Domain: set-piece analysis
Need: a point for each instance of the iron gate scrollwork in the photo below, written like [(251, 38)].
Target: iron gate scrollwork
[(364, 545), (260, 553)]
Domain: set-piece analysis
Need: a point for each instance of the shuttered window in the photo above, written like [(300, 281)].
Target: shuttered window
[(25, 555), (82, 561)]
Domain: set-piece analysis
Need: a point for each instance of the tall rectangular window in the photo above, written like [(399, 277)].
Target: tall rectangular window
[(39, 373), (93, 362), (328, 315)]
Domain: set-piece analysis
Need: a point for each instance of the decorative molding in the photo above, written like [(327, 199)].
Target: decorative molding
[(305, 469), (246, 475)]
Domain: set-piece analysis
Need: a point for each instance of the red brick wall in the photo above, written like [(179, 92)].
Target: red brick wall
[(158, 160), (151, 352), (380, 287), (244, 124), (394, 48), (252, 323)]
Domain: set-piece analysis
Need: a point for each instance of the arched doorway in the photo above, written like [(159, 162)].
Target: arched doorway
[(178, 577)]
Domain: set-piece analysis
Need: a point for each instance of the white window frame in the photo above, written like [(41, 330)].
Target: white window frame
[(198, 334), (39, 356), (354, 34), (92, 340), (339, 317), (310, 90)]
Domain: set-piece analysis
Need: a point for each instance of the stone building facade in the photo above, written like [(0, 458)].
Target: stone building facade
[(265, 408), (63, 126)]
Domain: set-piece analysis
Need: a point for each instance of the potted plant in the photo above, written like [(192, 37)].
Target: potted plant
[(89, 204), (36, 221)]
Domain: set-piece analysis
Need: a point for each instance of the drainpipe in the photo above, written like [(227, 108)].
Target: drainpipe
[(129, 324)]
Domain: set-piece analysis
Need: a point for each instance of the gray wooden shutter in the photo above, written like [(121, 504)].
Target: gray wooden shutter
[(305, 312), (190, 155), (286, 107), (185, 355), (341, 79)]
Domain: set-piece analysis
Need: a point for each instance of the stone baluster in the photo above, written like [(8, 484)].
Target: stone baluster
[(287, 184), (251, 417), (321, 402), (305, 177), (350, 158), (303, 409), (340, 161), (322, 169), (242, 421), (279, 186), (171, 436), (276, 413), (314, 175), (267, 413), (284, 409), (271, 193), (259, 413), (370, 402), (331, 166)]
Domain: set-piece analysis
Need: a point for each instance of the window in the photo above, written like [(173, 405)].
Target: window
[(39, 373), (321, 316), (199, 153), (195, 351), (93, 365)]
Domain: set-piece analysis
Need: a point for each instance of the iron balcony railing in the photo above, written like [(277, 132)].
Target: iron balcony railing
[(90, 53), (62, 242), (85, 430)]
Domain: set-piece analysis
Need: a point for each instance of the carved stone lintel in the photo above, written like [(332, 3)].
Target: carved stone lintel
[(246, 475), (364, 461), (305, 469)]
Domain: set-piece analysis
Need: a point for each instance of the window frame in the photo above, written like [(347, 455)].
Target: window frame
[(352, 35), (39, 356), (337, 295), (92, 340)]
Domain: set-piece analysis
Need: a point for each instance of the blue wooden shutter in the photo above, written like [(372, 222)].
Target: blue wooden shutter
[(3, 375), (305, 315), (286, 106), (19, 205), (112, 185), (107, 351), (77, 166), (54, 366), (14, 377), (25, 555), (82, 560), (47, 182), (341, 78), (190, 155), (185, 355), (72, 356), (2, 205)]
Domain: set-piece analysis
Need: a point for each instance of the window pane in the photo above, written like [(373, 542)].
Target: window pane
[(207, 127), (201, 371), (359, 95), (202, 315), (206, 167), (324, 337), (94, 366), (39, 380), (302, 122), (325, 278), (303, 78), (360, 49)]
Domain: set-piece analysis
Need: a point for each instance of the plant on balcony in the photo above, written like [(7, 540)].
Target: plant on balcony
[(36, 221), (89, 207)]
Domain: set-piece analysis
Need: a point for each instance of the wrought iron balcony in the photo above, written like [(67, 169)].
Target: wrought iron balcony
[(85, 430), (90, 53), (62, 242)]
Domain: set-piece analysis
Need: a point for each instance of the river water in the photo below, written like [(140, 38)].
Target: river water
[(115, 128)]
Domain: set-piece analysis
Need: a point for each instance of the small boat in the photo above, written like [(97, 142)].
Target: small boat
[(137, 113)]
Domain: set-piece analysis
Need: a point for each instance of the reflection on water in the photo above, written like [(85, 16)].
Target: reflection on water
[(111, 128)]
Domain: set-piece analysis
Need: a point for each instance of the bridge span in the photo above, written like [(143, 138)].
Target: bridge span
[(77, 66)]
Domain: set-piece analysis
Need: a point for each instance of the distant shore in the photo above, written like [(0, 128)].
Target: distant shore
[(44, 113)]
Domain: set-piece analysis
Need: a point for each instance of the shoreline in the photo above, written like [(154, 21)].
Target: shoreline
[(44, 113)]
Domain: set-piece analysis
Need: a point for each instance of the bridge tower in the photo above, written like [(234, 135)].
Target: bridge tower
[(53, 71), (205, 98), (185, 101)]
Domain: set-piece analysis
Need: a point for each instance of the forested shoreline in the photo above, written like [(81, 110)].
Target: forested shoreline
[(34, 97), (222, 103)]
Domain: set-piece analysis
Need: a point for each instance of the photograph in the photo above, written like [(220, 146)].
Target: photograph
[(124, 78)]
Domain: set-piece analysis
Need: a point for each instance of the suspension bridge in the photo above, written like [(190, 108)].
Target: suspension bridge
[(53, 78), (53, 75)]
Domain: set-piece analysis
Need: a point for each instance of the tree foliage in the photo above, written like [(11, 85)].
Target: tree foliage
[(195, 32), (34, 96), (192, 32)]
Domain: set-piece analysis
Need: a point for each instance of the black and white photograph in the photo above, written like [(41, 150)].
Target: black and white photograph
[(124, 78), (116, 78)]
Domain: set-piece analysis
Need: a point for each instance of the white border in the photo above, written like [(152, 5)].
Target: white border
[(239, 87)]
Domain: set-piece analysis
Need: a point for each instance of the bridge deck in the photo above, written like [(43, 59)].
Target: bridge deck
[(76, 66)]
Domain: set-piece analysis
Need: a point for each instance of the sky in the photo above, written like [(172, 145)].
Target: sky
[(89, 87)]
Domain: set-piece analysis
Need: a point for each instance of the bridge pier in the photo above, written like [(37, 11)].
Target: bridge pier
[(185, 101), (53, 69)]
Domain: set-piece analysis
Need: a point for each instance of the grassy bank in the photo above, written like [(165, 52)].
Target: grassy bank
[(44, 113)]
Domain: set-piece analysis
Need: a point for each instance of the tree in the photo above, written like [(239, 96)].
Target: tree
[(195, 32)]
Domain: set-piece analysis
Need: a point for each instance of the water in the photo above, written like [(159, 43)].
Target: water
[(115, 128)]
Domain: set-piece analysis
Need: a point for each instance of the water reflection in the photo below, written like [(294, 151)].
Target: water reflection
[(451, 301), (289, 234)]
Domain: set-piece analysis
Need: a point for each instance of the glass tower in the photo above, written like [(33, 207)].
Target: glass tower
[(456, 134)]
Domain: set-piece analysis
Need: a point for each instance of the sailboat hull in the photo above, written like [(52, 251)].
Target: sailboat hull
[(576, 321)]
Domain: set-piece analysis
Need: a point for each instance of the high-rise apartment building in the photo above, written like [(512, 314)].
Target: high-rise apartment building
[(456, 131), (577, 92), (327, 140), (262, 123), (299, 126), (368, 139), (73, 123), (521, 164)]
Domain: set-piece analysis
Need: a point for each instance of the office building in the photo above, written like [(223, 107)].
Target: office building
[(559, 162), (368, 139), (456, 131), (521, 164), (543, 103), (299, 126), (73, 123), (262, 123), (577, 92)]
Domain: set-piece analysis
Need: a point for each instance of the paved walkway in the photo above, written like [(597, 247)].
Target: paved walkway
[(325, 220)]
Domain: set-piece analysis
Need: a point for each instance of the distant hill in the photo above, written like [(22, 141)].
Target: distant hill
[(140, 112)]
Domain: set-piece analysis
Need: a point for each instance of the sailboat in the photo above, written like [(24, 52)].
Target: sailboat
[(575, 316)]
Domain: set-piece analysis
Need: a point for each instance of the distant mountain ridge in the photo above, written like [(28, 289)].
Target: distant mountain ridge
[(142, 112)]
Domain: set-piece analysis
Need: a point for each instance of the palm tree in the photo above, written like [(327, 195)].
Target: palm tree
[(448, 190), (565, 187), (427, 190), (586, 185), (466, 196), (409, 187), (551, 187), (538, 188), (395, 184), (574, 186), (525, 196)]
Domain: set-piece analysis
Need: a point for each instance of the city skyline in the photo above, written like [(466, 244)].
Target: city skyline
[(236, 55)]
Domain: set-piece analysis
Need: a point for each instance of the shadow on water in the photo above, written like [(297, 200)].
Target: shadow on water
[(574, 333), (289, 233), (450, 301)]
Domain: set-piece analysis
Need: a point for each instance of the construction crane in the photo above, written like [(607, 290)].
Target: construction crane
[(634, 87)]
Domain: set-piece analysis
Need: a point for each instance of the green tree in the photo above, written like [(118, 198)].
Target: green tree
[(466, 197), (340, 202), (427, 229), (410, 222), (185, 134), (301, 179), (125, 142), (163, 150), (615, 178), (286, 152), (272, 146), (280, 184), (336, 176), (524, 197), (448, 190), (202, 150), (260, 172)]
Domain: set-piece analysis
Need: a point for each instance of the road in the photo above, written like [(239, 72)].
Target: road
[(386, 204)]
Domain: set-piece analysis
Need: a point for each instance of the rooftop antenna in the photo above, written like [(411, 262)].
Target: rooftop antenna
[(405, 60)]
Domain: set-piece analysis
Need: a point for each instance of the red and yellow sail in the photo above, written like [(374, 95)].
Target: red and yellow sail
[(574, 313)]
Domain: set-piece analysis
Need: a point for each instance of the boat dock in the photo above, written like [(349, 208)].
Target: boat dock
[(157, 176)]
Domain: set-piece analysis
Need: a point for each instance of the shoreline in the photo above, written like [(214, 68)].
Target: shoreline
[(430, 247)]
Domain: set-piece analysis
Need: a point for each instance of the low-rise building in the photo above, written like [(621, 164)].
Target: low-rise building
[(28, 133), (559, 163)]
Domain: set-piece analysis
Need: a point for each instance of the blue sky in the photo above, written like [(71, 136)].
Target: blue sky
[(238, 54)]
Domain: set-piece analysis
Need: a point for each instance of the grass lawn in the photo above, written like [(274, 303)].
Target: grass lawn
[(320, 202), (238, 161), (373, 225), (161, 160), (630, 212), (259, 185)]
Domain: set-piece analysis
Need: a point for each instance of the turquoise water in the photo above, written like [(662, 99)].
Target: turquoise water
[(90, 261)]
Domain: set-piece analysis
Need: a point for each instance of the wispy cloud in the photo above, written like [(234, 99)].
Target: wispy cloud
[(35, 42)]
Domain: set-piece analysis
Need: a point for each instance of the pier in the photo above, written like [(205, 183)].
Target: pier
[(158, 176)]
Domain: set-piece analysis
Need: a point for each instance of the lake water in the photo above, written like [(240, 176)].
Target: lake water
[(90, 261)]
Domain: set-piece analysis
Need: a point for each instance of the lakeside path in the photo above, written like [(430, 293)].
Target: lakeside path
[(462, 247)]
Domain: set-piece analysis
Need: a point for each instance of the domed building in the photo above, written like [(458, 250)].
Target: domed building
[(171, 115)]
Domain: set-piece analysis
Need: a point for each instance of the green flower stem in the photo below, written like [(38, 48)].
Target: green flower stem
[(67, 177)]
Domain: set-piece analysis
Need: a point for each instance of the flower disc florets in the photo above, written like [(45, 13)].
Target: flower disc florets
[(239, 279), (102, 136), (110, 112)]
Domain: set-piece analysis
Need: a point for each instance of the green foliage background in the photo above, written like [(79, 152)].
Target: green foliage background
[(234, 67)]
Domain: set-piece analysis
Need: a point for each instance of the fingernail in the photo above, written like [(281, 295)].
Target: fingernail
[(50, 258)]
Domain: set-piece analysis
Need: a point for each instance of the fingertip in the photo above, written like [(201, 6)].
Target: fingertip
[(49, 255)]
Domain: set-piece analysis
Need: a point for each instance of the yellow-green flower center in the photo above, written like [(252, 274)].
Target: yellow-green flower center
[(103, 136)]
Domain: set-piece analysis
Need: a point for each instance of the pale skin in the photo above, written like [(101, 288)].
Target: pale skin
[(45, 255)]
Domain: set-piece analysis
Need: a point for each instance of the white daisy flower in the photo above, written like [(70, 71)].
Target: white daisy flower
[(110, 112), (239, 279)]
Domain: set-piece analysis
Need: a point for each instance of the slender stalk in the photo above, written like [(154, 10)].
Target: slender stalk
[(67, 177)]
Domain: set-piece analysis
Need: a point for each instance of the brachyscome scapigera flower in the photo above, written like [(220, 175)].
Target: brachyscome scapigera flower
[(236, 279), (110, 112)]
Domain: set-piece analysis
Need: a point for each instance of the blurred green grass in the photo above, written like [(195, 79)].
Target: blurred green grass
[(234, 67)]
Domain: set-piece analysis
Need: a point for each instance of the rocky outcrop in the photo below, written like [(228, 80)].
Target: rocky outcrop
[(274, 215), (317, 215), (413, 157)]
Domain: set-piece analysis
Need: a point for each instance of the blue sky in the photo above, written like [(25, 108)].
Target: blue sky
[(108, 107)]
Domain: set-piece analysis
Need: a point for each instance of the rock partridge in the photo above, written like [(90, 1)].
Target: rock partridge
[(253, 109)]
------------
WHAT THE TASK ASKS:
How many lines in the records above contain the string "blurred"? Reply with the number alone.

RESPONSE FOR THIS EXERCISE:
2